Start of Exercise inputs
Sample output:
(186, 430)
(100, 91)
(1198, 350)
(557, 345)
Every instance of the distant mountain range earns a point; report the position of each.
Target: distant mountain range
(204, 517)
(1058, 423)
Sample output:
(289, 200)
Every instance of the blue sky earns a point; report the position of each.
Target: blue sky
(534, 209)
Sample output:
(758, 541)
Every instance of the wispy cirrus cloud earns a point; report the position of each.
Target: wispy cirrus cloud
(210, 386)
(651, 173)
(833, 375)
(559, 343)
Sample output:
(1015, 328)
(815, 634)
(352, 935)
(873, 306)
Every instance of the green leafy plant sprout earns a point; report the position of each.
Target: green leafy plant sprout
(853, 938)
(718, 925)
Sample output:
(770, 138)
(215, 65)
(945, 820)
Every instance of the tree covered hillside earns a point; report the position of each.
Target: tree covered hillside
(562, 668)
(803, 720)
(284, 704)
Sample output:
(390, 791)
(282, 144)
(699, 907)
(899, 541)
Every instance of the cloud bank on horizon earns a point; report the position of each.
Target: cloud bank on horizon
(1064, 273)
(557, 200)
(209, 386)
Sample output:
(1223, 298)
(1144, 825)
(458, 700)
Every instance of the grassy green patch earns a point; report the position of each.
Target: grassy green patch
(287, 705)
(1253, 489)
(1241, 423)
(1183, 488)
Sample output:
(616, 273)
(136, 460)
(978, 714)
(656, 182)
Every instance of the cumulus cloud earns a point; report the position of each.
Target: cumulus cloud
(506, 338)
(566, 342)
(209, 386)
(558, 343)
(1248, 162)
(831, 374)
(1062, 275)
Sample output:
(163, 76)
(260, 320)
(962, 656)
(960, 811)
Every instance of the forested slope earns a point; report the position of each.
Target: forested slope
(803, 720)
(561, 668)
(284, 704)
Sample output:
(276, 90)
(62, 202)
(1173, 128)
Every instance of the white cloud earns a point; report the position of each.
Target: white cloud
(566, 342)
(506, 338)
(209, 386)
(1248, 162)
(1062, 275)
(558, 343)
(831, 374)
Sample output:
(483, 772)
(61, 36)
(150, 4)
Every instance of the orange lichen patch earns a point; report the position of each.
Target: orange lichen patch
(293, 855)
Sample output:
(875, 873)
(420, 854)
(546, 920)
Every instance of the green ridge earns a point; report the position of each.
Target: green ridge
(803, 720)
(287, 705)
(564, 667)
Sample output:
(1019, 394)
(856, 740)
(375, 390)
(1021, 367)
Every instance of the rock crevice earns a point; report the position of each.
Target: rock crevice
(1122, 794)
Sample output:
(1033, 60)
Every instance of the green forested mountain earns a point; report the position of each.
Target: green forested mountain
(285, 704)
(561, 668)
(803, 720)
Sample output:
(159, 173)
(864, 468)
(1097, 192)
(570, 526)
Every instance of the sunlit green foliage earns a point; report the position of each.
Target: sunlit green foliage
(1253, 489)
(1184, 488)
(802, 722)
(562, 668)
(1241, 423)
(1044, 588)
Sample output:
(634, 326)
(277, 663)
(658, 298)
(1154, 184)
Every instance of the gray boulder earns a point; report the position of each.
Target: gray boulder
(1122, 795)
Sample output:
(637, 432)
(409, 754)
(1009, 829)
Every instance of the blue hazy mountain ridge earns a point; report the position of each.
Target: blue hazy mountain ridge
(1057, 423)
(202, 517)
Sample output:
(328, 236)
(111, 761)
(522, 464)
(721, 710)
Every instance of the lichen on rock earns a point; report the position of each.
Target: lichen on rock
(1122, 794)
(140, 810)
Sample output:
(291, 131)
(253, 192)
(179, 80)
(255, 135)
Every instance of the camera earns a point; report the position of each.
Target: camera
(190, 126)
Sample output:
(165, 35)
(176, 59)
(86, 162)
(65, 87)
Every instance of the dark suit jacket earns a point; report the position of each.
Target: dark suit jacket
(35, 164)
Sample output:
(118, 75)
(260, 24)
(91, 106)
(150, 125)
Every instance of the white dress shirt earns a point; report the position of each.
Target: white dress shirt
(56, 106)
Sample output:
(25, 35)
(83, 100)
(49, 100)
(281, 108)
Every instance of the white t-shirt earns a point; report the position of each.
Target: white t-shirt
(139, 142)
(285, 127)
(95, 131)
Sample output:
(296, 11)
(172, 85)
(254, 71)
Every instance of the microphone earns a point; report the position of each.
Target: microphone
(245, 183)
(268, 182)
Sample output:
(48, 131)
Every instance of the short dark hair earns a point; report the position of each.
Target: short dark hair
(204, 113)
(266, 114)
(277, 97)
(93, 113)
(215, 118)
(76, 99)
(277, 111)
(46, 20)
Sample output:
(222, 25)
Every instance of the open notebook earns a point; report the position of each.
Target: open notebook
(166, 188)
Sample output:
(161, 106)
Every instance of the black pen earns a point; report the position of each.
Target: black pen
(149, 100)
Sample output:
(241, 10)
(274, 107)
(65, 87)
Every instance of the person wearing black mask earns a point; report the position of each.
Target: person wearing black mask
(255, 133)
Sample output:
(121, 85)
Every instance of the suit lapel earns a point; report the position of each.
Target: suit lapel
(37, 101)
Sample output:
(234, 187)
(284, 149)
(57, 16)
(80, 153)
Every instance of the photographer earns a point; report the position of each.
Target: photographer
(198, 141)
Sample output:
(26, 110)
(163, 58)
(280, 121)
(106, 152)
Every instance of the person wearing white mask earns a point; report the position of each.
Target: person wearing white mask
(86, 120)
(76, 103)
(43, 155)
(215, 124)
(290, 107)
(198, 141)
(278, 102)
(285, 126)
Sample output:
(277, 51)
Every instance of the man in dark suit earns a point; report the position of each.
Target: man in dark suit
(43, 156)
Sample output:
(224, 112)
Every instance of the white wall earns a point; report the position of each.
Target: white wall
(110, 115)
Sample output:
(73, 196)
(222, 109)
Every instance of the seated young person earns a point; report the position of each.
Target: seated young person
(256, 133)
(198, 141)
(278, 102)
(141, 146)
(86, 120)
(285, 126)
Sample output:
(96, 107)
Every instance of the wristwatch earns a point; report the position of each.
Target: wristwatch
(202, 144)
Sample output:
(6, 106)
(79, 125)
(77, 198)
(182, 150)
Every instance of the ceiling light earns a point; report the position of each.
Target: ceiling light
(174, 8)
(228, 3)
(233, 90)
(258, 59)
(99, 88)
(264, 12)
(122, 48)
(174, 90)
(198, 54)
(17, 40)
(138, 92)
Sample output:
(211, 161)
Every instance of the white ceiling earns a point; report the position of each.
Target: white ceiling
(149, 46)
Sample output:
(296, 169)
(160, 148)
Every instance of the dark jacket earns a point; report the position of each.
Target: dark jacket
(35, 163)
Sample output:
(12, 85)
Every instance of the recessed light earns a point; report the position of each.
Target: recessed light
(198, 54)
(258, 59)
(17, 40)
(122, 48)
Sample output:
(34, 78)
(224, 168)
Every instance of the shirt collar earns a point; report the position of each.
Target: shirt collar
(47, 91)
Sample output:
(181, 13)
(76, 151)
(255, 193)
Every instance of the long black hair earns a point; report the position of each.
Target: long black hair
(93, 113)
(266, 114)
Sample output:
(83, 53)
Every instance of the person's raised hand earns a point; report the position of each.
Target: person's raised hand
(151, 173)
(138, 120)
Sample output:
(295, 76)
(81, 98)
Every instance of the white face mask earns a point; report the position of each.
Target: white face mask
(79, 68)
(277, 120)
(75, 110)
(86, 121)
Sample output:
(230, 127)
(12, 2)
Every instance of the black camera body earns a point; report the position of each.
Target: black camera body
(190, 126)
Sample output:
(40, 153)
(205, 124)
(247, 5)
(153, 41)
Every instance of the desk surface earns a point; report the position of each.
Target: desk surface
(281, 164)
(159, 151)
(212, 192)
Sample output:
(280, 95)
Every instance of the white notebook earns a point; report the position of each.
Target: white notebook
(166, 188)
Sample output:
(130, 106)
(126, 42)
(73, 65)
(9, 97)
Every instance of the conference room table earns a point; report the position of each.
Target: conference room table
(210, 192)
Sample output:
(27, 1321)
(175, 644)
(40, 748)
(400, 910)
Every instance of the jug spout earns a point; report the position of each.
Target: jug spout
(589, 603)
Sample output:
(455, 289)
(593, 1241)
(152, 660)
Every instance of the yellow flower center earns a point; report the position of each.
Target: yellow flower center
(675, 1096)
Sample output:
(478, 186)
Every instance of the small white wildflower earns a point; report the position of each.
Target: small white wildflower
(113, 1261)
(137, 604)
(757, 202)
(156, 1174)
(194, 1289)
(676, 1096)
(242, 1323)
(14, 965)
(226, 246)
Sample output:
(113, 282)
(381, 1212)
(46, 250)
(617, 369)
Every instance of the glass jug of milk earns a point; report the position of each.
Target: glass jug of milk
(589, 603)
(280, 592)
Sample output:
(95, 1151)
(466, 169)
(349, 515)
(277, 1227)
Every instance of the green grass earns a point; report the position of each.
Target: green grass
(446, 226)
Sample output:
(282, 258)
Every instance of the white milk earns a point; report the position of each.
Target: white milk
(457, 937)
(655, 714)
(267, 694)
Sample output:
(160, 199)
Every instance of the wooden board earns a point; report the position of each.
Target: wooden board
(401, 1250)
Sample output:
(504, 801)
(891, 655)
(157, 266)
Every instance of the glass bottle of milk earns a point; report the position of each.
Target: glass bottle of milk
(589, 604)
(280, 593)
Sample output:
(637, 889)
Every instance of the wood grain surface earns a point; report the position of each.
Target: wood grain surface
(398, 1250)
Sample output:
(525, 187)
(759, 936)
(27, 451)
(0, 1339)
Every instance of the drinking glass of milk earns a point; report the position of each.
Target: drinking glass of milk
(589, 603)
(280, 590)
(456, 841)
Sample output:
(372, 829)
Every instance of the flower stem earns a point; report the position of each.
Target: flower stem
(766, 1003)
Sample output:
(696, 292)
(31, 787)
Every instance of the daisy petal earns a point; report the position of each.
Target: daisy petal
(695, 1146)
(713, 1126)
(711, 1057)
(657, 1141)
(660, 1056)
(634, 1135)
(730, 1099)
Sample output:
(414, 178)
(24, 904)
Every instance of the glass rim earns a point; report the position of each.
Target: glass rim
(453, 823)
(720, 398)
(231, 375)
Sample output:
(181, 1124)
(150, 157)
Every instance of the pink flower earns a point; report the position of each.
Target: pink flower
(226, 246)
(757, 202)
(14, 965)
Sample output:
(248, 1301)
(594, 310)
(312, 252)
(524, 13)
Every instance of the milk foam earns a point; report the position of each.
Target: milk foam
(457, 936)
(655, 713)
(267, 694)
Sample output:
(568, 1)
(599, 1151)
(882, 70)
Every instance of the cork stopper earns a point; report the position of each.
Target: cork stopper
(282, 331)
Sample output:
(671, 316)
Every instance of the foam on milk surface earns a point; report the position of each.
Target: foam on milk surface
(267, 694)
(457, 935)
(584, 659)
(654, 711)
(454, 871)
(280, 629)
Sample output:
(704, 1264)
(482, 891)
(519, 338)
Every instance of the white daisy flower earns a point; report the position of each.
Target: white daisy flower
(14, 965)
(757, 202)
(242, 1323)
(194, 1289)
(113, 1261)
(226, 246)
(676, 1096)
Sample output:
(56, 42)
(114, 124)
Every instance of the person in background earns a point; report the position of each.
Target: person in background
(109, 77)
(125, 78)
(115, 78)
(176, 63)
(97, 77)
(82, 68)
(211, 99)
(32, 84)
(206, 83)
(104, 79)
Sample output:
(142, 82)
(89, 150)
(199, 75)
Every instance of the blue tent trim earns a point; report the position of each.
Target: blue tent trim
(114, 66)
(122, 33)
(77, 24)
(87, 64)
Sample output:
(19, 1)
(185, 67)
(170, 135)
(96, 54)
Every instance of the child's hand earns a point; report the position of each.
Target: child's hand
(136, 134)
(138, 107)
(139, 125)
End of Exercise inputs
__To do__: Repeat the records above line by line, from the first line through the line that contains "Every instance of the white cloud".

__Task solution__:
Sample output:
(186, 430)
(100, 91)
(1198, 350)
(557, 345)
Every instance of the distant mountain range earns a point; report the position of each.
Target: distant mountain range
(204, 517)
(1058, 423)
Sample output:
(289, 200)
Every instance of the blue sky earns a point; report the position of each.
Target: blue sky
(534, 209)
Sample output:
(758, 541)
Every instance of the wispy cirrus cloud earns a point; report the position of each.
Target: wispy cirrus cloud
(210, 386)
(651, 173)
(833, 375)
(559, 343)
Sample output:
(1015, 328)
(815, 634)
(352, 935)
(873, 306)
Every instance of the green leafy plant sprout earns a point; report the position of each.
Target: green leafy plant sprout
(853, 938)
(718, 925)
Sample output:
(770, 138)
(215, 65)
(945, 820)
Every instance of the tree covered hillside earns a point; report the position of each.
Target: tree covered hillside
(562, 668)
(803, 720)
(284, 704)
Sample output:
(390, 791)
(282, 144)
(699, 907)
(899, 541)
Every instance of the cloud bank on horizon earns a point; report the position of each.
Target: cloud bank on horizon
(1064, 273)
(557, 200)
(209, 386)
Sample output:
(1223, 298)
(1144, 825)
(458, 700)
Every instance of the grassy green patch earns a point; report the position of each.
Target: grassy green patch
(287, 705)
(1253, 489)
(1241, 423)
(1183, 488)
Sample output:
(616, 273)
(136, 460)
(978, 714)
(656, 182)
Every instance of the cumulus cloud earns a point; report the position of each.
Target: cumulus cloud
(506, 338)
(566, 342)
(209, 386)
(558, 343)
(1248, 162)
(831, 374)
(1062, 275)
Sample output:
(163, 76)
(260, 320)
(962, 656)
(960, 811)
Every instance of the forested slope earns a point; report the position of each.
Target: forested slope
(803, 720)
(561, 668)
(284, 704)
Sample output:
(276, 90)
(62, 202)
(1173, 128)
Every instance of the white cloud earns a point; report the position of each.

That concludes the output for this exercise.